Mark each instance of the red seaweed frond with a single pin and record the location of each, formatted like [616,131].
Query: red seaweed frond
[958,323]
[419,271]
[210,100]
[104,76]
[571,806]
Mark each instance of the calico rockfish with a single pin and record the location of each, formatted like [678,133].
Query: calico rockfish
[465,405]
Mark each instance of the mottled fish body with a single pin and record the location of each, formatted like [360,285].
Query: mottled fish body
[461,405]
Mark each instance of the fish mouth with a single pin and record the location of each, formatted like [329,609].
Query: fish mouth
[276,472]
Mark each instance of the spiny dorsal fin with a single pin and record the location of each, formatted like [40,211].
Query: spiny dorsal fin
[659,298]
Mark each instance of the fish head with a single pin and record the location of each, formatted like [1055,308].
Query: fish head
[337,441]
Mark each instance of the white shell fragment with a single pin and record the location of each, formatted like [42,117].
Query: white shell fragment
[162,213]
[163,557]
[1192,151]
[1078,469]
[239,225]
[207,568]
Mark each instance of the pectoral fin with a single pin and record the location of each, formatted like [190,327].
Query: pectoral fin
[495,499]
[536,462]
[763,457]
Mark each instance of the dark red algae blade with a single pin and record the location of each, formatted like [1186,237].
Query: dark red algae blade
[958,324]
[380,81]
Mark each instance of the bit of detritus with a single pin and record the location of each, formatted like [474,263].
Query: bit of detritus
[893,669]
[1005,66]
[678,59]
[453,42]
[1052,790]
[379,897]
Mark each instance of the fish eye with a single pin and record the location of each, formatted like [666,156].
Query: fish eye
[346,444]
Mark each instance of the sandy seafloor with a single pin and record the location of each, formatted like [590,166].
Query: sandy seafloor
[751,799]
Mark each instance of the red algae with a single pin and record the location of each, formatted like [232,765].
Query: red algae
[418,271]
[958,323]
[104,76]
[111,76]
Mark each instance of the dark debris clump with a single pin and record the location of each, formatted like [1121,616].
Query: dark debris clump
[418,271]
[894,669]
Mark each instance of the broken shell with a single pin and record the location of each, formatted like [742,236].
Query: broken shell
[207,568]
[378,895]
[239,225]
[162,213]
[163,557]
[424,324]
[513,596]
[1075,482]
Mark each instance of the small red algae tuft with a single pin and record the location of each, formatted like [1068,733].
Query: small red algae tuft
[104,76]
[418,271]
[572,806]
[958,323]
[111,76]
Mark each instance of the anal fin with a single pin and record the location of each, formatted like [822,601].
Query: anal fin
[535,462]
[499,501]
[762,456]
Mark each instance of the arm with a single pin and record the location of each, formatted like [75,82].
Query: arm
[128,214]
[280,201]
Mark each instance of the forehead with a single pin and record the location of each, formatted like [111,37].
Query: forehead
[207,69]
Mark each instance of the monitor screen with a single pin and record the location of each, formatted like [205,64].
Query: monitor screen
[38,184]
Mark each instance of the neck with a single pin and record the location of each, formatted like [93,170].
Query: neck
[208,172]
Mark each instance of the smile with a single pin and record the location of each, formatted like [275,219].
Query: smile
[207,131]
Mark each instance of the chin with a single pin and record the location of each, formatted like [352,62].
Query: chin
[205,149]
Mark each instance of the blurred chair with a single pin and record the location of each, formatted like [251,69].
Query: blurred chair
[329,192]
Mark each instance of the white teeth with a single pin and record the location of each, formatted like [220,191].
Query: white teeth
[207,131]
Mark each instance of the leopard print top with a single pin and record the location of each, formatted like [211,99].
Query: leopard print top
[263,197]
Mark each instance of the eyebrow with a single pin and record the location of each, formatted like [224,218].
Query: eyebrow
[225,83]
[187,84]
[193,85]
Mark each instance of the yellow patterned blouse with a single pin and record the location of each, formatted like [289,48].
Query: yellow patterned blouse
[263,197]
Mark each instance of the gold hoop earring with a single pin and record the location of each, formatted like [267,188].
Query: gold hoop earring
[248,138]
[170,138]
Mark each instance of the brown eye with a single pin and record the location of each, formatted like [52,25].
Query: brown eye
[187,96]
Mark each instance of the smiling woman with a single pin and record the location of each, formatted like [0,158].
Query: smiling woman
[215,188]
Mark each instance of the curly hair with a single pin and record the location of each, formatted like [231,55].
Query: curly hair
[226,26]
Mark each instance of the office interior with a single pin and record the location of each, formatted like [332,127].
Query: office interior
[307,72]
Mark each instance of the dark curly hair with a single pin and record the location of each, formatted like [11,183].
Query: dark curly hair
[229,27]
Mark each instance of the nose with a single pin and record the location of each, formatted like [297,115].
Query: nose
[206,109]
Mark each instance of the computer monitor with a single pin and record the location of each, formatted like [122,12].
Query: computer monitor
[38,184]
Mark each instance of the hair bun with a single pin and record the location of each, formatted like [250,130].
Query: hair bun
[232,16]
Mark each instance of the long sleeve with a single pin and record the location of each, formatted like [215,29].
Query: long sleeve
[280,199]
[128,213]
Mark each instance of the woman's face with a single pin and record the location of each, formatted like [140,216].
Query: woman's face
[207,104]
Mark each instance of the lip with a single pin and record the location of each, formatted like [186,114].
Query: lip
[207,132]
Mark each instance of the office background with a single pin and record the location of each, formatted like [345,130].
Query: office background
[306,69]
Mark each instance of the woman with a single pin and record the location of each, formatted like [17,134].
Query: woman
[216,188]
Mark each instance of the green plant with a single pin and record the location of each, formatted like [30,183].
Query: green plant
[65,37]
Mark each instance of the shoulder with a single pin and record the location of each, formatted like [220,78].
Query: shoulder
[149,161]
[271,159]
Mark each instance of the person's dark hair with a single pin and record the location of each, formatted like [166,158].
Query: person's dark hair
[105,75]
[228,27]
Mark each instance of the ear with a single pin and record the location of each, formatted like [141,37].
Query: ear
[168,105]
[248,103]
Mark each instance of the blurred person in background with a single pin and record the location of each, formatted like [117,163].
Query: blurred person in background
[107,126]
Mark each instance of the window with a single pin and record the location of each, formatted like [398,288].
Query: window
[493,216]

__Task brief__
Each line in the listing above from the one containing "Mark each instance of the dark red" through the one containing "Mark each instance of the small" should be repeated exactly, and no other line.

__Solution for this task__
Mark each instance of the dark red algae blade with a single pin and record the location of each, formatted like [1186,237].
Query: dark red algae blade
[958,324]
[380,81]
Mark each instance of the bit of detritus with a single pin and record the location of each, formatted like [474,263].
Query: bit of detritus
[893,669]
[1005,66]
[678,59]
[453,42]
[1052,790]
[379,897]
Mark each instance of the fish eye with a single pin and record the location of each, formatted like [666,156].
Query: fish eye
[346,444]
Mark each instance of the sandy seafloor with a single pin and record the location of each, formatted like [590,166].
Query: sandy seafloor
[751,799]
Mark each instance of the red algae with a single pin and record the location of each, formatted like [232,765].
Query: red algae
[418,271]
[958,323]
[104,76]
[111,76]
Mark each instance of the dark debris clump with a single pin and record the location of each, formatted like [1121,616].
Query: dark debris clump
[418,271]
[894,669]
Mark each instance of the broken shell with a single pin and record the location of each, formatted like [742,236].
Query: broken shell
[207,568]
[378,895]
[239,225]
[162,213]
[163,557]
[424,324]
[513,596]
[1075,482]
Mark each instance of the small red algae tuft with a single pin and record the location of each, formatted like [1068,733].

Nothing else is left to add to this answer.